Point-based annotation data
++++++++

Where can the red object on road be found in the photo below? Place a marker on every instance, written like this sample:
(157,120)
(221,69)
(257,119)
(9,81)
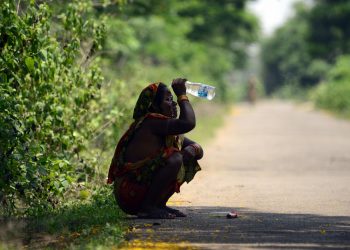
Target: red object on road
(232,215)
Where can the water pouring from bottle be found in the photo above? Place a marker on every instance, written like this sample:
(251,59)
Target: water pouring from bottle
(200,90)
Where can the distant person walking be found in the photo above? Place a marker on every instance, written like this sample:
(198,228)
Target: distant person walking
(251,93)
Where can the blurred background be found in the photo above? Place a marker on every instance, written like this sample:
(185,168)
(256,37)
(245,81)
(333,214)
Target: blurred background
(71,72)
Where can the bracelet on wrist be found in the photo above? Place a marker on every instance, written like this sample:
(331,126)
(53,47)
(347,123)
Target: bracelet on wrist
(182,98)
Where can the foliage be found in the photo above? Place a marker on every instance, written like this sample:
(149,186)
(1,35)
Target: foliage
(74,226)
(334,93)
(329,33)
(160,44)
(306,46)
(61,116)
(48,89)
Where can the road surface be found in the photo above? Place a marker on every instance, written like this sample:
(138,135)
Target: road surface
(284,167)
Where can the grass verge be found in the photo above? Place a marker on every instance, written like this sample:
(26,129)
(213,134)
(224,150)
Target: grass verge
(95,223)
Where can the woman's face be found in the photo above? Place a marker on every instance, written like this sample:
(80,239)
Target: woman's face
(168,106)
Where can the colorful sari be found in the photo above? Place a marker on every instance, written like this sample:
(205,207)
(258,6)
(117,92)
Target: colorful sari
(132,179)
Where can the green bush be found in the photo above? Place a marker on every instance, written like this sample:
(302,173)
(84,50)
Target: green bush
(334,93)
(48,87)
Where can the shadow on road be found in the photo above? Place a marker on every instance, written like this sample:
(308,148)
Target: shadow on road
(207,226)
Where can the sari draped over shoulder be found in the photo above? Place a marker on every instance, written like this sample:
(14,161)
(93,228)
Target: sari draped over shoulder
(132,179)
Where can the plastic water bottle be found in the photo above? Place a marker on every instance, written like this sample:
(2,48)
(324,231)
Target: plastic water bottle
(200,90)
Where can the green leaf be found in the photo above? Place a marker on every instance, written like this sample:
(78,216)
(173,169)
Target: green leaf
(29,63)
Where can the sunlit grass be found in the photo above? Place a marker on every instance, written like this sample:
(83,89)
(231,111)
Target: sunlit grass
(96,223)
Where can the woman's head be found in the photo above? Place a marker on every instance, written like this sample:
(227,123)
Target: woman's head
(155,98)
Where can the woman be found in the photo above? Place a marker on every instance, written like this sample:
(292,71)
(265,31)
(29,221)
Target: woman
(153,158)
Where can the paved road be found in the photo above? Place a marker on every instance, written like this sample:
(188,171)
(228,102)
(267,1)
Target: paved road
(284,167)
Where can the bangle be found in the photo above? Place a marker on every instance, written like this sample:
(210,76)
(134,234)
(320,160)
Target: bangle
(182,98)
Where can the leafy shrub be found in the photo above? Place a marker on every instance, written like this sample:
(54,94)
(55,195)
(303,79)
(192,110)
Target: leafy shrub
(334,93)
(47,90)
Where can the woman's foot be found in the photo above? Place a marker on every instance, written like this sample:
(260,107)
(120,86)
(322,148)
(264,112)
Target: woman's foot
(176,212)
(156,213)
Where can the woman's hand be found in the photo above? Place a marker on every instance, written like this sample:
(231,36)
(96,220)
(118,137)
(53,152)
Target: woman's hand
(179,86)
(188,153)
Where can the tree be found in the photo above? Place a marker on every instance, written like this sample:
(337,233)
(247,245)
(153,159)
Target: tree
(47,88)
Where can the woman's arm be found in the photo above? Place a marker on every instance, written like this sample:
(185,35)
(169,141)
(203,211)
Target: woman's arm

++++++++

• **Task prompt**: Render all of the material above as a Markdown table with the columns "Row" and "Line Text", one row per line and no rows for blank lines. Leave the pictures out.

• **Solution to the exercise**:
| Row | Line Text |
|---|---|
| 1 | Where can the red object on road be found in the photo below? Place a marker on every instance, written like this sample: |
| 2 | (157,120) |
| 3 | (221,69) |
| 4 | (257,119) |
| 5 | (9,81) |
| 6 | Target: red object on road |
| 7 | (232,215) |
| 8 | Where can the water pouring from bottle be found in the photo above? Place a marker on every instance, written like this sample: |
| 9 | (251,59) |
| 10 | Target: water pouring from bottle |
| 11 | (200,90) |
| 12 | Where can the distant person walking be found in the photo above? Place a marker on every instance, written like this sample: |
| 13 | (198,228) |
| 14 | Target: distant person walking |
| 15 | (251,93) |
| 16 | Where can the blurred background be found in the photo above? Place a marker on every instance, written like this sample: |
| 17 | (185,168) |
| 18 | (256,37) |
| 19 | (245,81) |
| 20 | (333,214) |
| 21 | Target: blurred background |
| 22 | (71,72) |
| 23 | Where can the bracelet on wrist be found in the photo above? Place a marker on every instance, written like this sample: |
| 24 | (331,126) |
| 25 | (53,47) |
| 26 | (347,123) |
| 27 | Target: bracelet on wrist |
| 28 | (182,98) |
| 29 | Where can the foliage be found in the photo above? Place a marker on every instance, written like this sample: |
| 30 | (149,186) |
| 31 | (1,35) |
| 32 | Target: foliage |
| 33 | (74,226) |
| 34 | (334,93) |
| 35 | (329,33) |
| 36 | (160,44) |
| 37 | (306,46) |
| 38 | (61,116) |
| 39 | (48,89) |
| 40 | Where can the road surface be found in the photo above? Place a marker on every instance, written like this sample: |
| 41 | (138,135) |
| 42 | Target: road surface |
| 43 | (284,167) |
| 44 | Where can the grass verge be found in the photo above? Place a marker on every instance, written like this sample: |
| 45 | (26,129) |
| 46 | (213,134) |
| 47 | (224,150) |
| 48 | Target: grass verge |
| 49 | (95,223) |
| 50 | Where can the woman's face be found in the photo above? Place a marker on every instance, written like this sample: |
| 51 | (80,239) |
| 52 | Target: woman's face |
| 53 | (168,106) |
| 54 | Where can the colorful sari be found in the photo above? Place a marker on every instance, written like this sample: |
| 55 | (205,207) |
| 56 | (258,6) |
| 57 | (117,92) |
| 58 | Target: colorful sari |
| 59 | (132,179) |
| 60 | Where can the green bush be found in the photo above? Place a marker on every instance, written like this sample: |
| 61 | (302,173) |
| 62 | (84,50) |
| 63 | Target: green bush |
| 64 | (334,93) |
| 65 | (48,87) |
| 66 | Where can the shadow on road be found in the photo above? Place a marker on every instance, written like this sample: |
| 67 | (308,148) |
| 68 | Target: shadow on road |
| 69 | (207,226) |
| 70 | Where can the sari draped over shoulder be found in the photo above? Place a marker on every instance, written like this sample: |
| 71 | (14,161) |
| 72 | (93,228) |
| 73 | Target: sari draped over shoulder |
| 74 | (132,179) |
| 75 | Where can the plastic water bottle be found in the photo above? Place a marker on every instance, written like this sample: |
| 76 | (2,48) |
| 77 | (324,231) |
| 78 | Target: plastic water bottle |
| 79 | (200,90) |
| 80 | Where can the green leaf be found in the photo above? Place a marker on every instance, written like this sample: |
| 81 | (78,216) |
| 82 | (173,169) |
| 83 | Target: green leaf |
| 84 | (29,63) |
| 85 | Where can the sunlit grass be found in the photo above? Place a marker on every instance, written like this sample: |
| 86 | (83,89) |
| 87 | (231,111) |
| 88 | Target: sunlit grass |
| 89 | (96,223) |
| 90 | Where can the woman's head be found in the photo above? Place a marker on every instance, written like this sample: |
| 91 | (227,123) |
| 92 | Target: woman's head |
| 93 | (155,98) |
| 94 | Where can the woman be found in the photo above? Place a marker on every instance, written like this sample: |
| 95 | (292,71) |
| 96 | (265,31) |
| 97 | (29,221) |
| 98 | Target: woman |
| 99 | (153,158) |
| 100 | Where can the paved road be found in the photo above? Place a marker on every instance, written like this sample: |
| 101 | (188,171) |
| 102 | (228,102) |
| 103 | (267,1) |
| 104 | Target: paved road |
| 105 | (284,167) |
| 106 | Where can the bangle be found in the photo above? Place a marker on every instance, written like this sample: |
| 107 | (210,76) |
| 108 | (134,234) |
| 109 | (320,160) |
| 110 | Target: bangle |
| 111 | (182,98) |
| 112 | Where can the leafy shrub be found in the photo above? Place a marker on every instance, written like this sample: |
| 113 | (54,94) |
| 114 | (55,195) |
| 115 | (303,79) |
| 116 | (192,110) |
| 117 | Target: leafy shrub |
| 118 | (334,93) |
| 119 | (47,90) |
| 120 | Where can the woman's foot be found in the photo above? Place a marker on every instance, written like this sample: |
| 121 | (260,107) |
| 122 | (120,86) |
| 123 | (322,148) |
| 124 | (264,112) |
| 125 | Target: woman's foot |
| 126 | (176,212) |
| 127 | (156,213) |
| 128 | Where can the woman's hand be found in the photo above? Place a marker on every instance, written like this sample: |
| 129 | (231,36) |
| 130 | (96,220) |
| 131 | (118,137) |
| 132 | (53,152) |
| 133 | Target: woman's hand |
| 134 | (179,86) |
| 135 | (188,153) |
| 136 | Where can the tree be found in the photo above? Place a marker on every instance, written like this sample: |
| 137 | (337,233) |
| 138 | (247,245) |
| 139 | (153,159) |
| 140 | Target: tree |
| 141 | (47,88) |
| 142 | Where can the woman's arm be found in the photo above? Place a marker on every instance, written like this sample: |
| 143 | (185,35) |
| 144 | (169,141) |
| 145 | (203,211) |
| 146 | Target: woman's arm |